◆ **TASK DATA**
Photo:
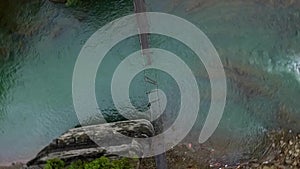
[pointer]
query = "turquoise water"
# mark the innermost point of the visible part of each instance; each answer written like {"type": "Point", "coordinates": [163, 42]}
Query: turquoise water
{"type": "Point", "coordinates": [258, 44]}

---

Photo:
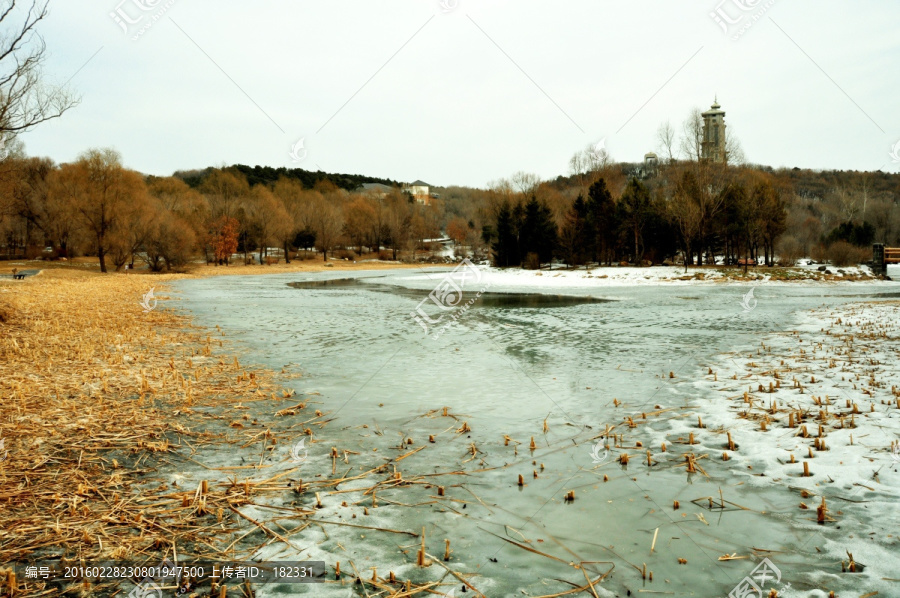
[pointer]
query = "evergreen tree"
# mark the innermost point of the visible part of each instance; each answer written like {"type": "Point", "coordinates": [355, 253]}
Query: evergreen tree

◆ **SET TASK**
State how many lines of the listing contain the string "coordinates". Case counts, and the reply is the number alone.

◆ **IN RESPONSE**
3